▸ **EXCERPTED PASSAGE**
····················

For many years, smartclip used a proprietary data aggregation application. Although it was specifically customised for smartclip and fulfilled its initial purpose, it struggled to handle large datasets. This issue created the need for a more powerful, adaptable, and scalable build tool for data transformation.
smartclippers are always encouraged to think outside the box and present their ideas — whether unconventional or conservative — to foster development within and beyond their teams. With this in mind, Kaya Kupferschmidt, Systems Architect at smartclip and founder of dimajix, built a new solution for data integration and transformation called Datatool in collaboration with smartclip’s Platform Data and Trading Platforms team.
“At dimajix, we work with companies of all shapes and sizes, and across a variety of industries, but they all face similar challenges when it comes to handling big data. Many struggle with complicated coding, inflexible software, and insufficient capacity. This results in increased workloads and higher development costs, and leads to ad-hoc solutions and system patches that may pose problems in the long term. So when smartclip — a company where reliable, fast, and efficient data management is imperative to its business — decided to streamline its data transformation system, it was an opportunity to draw on our combined expertise to create a new tool that would bridge the gap between the complexities of processing big data and the simplicity these companies need.”Kaya Kupferschmidt, Software Developer at smartclip
Datatool was highly effective for smartclip, but it also had the potential to be beneficial for data teams in various industries. This inspired Kaya to take the initiative and start another project. He reimagined the Datatool concept, removing the smartclip specific features and replacing them with alternatives that could be applied to various types of companies and projects. This resulted in a more advanced, open source version of Datatool called Flowman. As an open source tool, it not only meets smartclip’s requirements now but can also evolve to meet its requirements in the future.
Introducing Flowman — a powerful, open source data transformation tool
Flowman is a declarative data transformation tool based on Apache Spark that simplifies the act of writing data transformation applications. Developed to replace smartclip’s Datatool, it brings a modern approach to ETL that results in robust data transformation pipelines.

····················

▸ **WHAT YOU WILL DO**
Carry the passage on Flowman forward from its last sentence. The lines that come next are taken from a source other than the passage on Flowman.

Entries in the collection
····················

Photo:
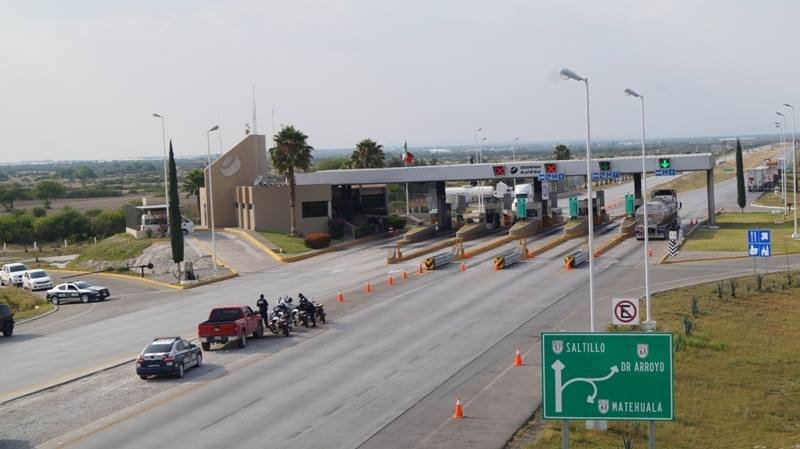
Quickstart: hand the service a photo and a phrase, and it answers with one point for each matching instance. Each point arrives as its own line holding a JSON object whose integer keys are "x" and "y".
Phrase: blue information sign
{"x": 759, "y": 243}
{"x": 605, "y": 175}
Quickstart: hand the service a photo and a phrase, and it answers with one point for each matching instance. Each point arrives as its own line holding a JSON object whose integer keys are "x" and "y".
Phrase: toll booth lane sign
{"x": 613, "y": 376}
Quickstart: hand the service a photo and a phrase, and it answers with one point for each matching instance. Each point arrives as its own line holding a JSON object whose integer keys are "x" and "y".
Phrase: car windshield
{"x": 219, "y": 315}
{"x": 156, "y": 348}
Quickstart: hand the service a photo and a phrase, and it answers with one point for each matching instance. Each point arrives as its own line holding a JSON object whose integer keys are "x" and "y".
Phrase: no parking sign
{"x": 625, "y": 312}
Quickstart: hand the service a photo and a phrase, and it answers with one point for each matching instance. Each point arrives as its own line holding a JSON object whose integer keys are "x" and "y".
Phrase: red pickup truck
{"x": 230, "y": 323}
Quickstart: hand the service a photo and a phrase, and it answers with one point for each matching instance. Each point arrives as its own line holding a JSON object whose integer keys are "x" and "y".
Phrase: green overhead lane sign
{"x": 622, "y": 376}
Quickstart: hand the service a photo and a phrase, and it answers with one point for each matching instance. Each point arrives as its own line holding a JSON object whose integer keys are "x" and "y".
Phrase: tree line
{"x": 24, "y": 228}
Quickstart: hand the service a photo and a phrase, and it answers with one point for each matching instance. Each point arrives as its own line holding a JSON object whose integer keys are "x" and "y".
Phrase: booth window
{"x": 313, "y": 209}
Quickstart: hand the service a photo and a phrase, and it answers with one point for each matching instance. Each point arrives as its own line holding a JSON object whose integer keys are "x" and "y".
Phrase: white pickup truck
{"x": 11, "y": 274}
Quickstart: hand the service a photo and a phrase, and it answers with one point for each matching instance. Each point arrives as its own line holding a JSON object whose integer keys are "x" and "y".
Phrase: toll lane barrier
{"x": 439, "y": 260}
{"x": 574, "y": 259}
{"x": 506, "y": 259}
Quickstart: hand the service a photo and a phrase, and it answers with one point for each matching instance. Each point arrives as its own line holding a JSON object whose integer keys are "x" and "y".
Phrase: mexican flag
{"x": 408, "y": 158}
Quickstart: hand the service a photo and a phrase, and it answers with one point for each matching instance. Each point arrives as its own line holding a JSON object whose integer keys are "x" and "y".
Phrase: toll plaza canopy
{"x": 543, "y": 170}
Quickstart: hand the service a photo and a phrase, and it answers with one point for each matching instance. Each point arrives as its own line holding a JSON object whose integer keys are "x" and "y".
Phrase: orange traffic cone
{"x": 518, "y": 359}
{"x": 459, "y": 412}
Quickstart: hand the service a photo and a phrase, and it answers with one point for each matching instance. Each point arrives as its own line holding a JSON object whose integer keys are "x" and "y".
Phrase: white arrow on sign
{"x": 559, "y": 366}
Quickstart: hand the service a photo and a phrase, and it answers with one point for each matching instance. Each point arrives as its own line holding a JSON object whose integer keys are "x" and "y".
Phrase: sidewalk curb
{"x": 34, "y": 318}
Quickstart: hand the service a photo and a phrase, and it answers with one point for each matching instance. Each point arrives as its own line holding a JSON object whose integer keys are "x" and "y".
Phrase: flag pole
{"x": 405, "y": 150}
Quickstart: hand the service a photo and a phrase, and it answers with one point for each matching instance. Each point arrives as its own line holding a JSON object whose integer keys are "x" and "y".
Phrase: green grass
{"x": 736, "y": 376}
{"x": 289, "y": 245}
{"x": 24, "y": 304}
{"x": 732, "y": 233}
{"x": 117, "y": 247}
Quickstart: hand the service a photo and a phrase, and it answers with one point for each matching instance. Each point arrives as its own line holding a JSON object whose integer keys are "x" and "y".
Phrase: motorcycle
{"x": 279, "y": 323}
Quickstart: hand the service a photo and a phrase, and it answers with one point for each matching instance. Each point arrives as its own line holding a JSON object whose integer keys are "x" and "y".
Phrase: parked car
{"x": 36, "y": 280}
{"x": 11, "y": 274}
{"x": 171, "y": 356}
{"x": 6, "y": 320}
{"x": 187, "y": 225}
{"x": 230, "y": 323}
{"x": 77, "y": 291}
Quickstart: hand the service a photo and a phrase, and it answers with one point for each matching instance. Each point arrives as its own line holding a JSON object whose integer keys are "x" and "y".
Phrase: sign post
{"x": 759, "y": 243}
{"x": 625, "y": 311}
{"x": 607, "y": 376}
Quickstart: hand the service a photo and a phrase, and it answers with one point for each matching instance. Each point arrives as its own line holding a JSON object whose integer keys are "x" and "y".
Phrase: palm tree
{"x": 192, "y": 183}
{"x": 290, "y": 153}
{"x": 368, "y": 154}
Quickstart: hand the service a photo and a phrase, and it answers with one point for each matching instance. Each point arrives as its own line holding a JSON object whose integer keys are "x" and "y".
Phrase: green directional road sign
{"x": 607, "y": 376}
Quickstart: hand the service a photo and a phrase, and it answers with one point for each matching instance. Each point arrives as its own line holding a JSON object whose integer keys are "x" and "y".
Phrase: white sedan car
{"x": 36, "y": 280}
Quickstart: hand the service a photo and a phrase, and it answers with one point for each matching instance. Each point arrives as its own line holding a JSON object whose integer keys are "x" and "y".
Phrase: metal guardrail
{"x": 506, "y": 259}
{"x": 439, "y": 260}
{"x": 574, "y": 259}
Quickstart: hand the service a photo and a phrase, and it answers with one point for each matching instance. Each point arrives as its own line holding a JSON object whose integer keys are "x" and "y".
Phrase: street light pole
{"x": 476, "y": 145}
{"x": 569, "y": 74}
{"x": 783, "y": 162}
{"x": 164, "y": 142}
{"x": 649, "y": 323}
{"x": 211, "y": 199}
{"x": 794, "y": 173}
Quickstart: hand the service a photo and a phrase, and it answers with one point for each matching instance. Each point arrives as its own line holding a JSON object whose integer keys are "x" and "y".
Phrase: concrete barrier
{"x": 439, "y": 260}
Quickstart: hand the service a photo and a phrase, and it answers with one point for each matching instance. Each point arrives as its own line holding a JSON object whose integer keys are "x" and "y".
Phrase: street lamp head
{"x": 632, "y": 93}
{"x": 569, "y": 74}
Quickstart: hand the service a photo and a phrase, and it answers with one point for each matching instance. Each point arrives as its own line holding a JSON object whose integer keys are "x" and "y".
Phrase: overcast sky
{"x": 80, "y": 79}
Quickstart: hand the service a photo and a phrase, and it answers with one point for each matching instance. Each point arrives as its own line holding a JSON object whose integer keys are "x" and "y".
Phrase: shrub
{"x": 395, "y": 222}
{"x": 337, "y": 228}
{"x": 317, "y": 240}
{"x": 364, "y": 230}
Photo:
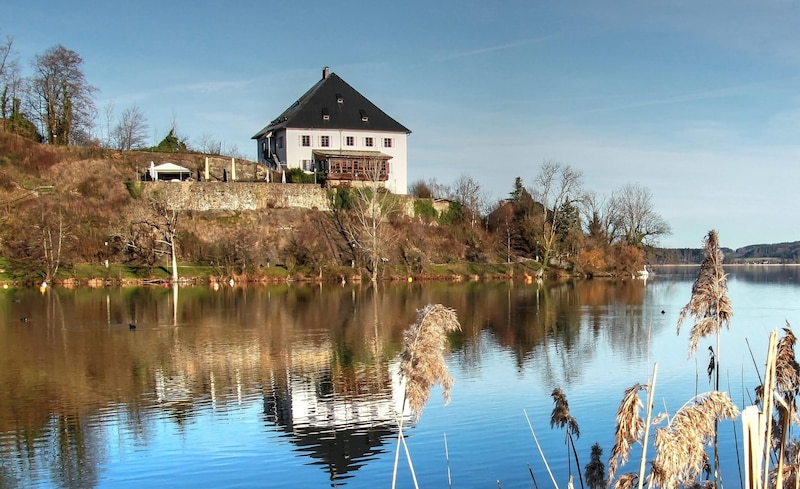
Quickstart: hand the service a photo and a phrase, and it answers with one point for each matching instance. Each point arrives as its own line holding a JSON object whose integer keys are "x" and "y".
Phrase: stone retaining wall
{"x": 246, "y": 196}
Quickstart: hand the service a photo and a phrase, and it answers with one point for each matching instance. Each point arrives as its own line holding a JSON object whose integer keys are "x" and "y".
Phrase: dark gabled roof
{"x": 333, "y": 104}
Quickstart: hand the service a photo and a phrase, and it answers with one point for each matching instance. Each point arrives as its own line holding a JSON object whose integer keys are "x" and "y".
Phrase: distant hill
{"x": 758, "y": 253}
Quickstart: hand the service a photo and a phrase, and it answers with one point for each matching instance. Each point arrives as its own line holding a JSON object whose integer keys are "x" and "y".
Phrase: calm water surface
{"x": 291, "y": 386}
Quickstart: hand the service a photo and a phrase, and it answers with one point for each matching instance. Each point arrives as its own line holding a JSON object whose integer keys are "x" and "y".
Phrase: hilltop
{"x": 83, "y": 212}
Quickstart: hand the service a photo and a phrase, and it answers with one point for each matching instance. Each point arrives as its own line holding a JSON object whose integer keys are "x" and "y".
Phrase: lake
{"x": 297, "y": 385}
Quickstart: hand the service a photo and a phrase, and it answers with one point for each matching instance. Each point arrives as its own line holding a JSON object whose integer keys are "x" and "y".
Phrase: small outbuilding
{"x": 169, "y": 172}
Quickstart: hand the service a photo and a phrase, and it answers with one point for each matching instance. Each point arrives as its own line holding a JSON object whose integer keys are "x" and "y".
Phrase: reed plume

····················

▸ **REPLY**
As can be seen from the chart below, Flowman works by collecting raw data from multiple sources — this could be internally collected data or data added from other external sources. It then extracts, transforms, enriches, and aggregates the data according to the inputted business or transformation logic, before outputting it in the required format. For example, at smartclip, the source could be the smartx ad server logs and the output could be pre-aggregated data for financial reporting or custom raw data exports for selected partners.
Central to Flowman’s simplified user experience is its modern declarative approach; developers only need to focus on the higher-level details of what needs to be done — the business or transformation logic — rather than the lower-level details of how it is done. Developers simply instruct the application on what targets or jobs need to be accomplished by describing the desired data flow within declarative YAML files (any text editor that supports YAML files is compatible). Flowman takes care of the imperative coding that governs the technical details of how those tasks need to be accomplished, removing the need to write custom Spark code.
Flowman aligns with smartclip’s open source philosophy
Flowman is particularly unique not just because of its powerful features and great user experience, but also because it is an open source tool. This means that the responsibility for the tool’s development, maintenance, and enhancement is not limited to smartclippers alone, but is a collaborative effort involving the entire development community with access to the tool’s source code. With open source codes, developers can reap the benefits that come with using a constantly evolving system while enjoying the thrill that comes with being able to solve both complex and minor problems — which the code may encounter — on their own.
smartclip follows a ‘no closed source’ software philosophy, which means that we strongly advocate for the use of open source technology throughout the company. This, among other advantages, made the adoption of Flowman at smartclip relatively easy. Within weeks, the entire team was on board with the new tool and pleased with the results it produced.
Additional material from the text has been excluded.